**Information provided**
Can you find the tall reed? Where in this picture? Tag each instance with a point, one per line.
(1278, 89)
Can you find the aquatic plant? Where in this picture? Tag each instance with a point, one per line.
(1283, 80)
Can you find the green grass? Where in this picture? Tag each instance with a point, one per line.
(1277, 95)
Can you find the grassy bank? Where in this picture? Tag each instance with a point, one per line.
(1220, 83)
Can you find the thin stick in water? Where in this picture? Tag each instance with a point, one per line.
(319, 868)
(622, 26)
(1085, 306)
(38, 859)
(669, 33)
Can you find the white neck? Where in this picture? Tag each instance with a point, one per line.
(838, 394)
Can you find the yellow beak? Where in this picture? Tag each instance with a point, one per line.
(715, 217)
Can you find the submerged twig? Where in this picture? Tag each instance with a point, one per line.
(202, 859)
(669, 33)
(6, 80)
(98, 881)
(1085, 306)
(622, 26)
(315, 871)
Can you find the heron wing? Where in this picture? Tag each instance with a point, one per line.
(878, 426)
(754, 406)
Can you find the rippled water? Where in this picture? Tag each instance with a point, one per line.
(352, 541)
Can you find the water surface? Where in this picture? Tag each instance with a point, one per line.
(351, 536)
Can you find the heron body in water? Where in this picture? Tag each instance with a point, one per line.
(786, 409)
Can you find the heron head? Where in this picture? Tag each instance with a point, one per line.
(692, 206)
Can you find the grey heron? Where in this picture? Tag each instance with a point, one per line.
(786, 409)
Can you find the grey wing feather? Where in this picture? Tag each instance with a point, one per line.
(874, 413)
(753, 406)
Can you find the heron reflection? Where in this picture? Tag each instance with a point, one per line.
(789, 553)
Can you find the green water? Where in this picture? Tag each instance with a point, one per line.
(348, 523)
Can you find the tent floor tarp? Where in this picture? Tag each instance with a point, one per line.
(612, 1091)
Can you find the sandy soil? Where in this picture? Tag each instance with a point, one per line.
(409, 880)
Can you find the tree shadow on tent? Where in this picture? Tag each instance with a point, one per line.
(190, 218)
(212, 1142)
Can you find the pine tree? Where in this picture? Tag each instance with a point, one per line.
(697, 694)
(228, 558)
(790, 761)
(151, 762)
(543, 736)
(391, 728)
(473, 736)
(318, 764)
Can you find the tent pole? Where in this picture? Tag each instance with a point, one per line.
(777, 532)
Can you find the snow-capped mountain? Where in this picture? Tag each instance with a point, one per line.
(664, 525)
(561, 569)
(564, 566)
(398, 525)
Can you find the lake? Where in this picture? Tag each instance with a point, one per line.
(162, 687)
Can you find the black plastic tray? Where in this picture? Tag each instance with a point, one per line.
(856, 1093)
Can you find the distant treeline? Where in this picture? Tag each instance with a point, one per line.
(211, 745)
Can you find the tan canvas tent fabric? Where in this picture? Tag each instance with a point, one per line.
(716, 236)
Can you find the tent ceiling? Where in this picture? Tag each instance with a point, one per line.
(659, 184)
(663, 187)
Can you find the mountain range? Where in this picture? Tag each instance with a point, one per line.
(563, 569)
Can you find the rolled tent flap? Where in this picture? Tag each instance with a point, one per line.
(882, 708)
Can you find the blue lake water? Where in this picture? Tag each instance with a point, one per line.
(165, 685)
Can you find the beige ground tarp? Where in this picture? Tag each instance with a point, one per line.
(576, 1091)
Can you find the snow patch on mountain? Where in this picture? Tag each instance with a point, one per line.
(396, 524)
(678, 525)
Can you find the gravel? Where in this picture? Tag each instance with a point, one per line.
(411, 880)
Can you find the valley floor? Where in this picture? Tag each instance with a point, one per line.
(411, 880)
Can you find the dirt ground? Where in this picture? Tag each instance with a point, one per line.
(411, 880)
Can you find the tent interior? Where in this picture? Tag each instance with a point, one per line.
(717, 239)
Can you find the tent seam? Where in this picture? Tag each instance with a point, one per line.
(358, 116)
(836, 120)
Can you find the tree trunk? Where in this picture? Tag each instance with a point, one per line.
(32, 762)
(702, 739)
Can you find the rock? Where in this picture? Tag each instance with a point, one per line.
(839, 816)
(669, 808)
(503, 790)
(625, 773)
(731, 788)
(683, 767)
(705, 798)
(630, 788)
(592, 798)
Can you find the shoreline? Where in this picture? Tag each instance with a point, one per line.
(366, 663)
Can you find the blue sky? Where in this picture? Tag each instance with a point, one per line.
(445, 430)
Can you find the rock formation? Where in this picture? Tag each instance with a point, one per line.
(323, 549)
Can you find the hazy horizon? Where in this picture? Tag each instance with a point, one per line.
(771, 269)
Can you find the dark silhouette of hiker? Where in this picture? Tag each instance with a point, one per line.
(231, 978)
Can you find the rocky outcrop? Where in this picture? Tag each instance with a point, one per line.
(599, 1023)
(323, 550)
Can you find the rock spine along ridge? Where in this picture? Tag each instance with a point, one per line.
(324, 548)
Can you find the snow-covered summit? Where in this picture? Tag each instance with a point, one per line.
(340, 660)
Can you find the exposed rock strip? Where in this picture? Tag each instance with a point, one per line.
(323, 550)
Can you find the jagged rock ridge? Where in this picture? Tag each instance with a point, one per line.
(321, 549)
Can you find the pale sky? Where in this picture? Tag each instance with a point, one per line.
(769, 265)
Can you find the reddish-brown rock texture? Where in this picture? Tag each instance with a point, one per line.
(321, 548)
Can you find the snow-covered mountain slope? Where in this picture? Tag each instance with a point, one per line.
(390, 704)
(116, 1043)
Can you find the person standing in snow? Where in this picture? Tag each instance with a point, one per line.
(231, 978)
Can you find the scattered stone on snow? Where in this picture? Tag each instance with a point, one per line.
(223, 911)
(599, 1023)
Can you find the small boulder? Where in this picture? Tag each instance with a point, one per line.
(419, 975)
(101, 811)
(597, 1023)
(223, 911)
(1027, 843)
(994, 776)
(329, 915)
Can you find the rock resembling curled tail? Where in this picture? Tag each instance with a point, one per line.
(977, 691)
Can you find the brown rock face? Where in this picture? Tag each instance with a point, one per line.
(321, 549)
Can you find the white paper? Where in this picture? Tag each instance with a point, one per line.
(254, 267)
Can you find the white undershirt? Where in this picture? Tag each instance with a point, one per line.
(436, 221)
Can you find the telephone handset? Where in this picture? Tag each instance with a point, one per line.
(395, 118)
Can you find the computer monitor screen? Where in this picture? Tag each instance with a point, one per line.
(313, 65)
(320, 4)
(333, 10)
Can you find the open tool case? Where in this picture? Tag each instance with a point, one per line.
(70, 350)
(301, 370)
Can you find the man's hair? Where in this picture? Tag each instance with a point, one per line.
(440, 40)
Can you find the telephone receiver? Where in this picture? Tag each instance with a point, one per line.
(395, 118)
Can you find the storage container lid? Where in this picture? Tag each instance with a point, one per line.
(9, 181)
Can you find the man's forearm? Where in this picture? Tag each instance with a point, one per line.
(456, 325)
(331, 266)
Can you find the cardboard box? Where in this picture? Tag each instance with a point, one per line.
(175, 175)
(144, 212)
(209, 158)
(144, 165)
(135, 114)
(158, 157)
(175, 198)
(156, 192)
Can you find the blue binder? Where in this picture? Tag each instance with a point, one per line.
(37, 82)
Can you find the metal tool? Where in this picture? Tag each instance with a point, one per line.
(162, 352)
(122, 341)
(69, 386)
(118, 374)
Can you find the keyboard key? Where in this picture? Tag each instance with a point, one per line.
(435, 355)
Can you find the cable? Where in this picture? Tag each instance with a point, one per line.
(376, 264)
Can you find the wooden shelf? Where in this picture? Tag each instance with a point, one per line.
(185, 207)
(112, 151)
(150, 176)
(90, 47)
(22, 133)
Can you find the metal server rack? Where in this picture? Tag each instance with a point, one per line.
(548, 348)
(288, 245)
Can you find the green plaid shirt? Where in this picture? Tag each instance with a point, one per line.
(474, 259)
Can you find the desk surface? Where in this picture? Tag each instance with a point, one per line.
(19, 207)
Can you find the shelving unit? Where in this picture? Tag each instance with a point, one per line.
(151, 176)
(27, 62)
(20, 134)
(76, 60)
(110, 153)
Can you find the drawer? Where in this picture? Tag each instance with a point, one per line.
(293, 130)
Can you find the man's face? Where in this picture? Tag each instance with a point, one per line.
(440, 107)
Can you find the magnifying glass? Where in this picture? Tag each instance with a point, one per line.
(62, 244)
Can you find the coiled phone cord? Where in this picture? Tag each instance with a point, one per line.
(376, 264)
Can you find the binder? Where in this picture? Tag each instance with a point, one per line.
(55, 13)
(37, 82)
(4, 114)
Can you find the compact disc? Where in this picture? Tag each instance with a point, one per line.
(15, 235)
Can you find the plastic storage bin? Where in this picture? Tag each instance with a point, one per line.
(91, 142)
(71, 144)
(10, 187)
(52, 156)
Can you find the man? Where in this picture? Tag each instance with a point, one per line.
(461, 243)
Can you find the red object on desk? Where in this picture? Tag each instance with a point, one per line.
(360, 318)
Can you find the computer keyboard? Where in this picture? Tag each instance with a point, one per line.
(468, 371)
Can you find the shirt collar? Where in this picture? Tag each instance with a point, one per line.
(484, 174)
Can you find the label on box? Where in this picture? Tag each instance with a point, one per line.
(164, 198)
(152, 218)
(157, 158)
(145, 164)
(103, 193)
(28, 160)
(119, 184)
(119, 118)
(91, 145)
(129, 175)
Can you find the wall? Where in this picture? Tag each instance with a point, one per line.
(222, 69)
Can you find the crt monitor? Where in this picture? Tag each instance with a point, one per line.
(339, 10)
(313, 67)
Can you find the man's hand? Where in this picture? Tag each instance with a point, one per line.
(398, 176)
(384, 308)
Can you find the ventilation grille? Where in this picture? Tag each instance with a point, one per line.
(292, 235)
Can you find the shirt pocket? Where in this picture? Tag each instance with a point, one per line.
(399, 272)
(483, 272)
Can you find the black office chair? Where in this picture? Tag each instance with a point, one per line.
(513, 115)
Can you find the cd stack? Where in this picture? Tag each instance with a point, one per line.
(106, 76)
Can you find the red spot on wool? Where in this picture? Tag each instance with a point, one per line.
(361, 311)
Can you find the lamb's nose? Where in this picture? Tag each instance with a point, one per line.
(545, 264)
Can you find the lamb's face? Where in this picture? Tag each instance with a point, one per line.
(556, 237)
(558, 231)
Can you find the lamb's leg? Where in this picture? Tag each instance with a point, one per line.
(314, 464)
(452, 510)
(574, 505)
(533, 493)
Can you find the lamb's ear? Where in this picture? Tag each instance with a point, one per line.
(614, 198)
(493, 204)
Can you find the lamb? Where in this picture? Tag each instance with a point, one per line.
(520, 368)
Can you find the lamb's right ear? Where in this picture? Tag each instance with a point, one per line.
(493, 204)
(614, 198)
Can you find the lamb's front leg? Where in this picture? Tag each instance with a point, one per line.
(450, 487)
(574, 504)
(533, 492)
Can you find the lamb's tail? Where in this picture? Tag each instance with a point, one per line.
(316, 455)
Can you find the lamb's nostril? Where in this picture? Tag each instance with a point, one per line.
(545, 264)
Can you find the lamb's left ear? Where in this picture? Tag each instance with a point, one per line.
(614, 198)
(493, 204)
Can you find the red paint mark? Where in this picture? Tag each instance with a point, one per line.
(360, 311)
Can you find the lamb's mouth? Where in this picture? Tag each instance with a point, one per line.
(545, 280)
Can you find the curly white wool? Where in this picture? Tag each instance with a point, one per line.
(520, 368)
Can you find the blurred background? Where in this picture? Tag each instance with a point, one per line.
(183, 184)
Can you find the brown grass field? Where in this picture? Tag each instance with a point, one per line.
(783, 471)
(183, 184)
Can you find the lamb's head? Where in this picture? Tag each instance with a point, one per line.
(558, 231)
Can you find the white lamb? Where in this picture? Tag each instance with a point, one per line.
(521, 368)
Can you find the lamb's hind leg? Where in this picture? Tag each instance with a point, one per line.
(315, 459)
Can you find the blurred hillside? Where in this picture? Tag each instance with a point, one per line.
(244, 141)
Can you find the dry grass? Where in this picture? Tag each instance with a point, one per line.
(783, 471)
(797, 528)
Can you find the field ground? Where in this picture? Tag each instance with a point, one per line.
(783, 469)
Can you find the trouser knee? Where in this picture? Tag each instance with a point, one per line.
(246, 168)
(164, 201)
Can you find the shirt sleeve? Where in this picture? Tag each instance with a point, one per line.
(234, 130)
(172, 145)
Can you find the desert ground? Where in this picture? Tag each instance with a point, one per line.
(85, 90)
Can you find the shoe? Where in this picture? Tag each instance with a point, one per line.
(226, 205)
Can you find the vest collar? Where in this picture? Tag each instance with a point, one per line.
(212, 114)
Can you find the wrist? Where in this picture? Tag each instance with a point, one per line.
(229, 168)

**Description of the task**
Could you put the lines from the one containing "Can you find the wrist?" through the end of the items above into a numbered list, with any blank lines left out?

**Solution to this exercise**
1. Can you find the wrist? Where in this picture? Tag each instance with a point, one per line.
2. (229, 168)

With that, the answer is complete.